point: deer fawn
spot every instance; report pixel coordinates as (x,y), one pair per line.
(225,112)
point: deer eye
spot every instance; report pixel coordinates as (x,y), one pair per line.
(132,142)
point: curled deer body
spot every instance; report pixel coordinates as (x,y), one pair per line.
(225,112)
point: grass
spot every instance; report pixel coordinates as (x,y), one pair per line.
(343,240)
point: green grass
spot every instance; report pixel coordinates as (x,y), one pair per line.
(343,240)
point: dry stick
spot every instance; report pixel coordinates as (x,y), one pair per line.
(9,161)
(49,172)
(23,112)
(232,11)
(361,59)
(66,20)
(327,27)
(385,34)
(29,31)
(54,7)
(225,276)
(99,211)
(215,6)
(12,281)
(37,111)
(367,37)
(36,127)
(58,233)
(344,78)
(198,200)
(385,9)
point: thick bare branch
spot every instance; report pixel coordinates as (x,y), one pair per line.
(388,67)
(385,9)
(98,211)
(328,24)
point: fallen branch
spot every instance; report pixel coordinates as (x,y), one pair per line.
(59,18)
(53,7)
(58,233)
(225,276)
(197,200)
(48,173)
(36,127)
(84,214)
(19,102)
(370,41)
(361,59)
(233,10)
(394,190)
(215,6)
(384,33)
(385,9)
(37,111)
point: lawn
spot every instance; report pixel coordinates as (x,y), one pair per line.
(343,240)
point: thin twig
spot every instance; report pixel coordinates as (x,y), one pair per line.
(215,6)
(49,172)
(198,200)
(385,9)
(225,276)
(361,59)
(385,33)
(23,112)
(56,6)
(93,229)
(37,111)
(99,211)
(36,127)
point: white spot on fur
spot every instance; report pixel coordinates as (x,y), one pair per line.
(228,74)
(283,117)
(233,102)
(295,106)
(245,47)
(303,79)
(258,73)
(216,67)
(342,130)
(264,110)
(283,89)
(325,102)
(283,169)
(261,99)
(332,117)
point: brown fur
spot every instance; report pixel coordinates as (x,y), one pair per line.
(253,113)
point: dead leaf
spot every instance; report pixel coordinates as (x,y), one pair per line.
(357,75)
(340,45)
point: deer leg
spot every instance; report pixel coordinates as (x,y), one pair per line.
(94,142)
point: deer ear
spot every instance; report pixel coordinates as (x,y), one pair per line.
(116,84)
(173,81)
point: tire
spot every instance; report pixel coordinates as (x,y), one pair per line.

########

Leave out every line above except those from the line with "point: deer eye" up to and including the line with "point: green grass", and copy those exactly.

» Finished exercise:
point: deer eye
spot every instance; report pixel coordinates as (x,y), one pair per line.
(132,142)
point: curled deer body
spot every instance; report pixel coordinates as (x,y), one pair per line.
(225,112)
point: grass
spot every instance; report pixel coordinates as (x,y), one pair per line.
(343,240)
point: green grass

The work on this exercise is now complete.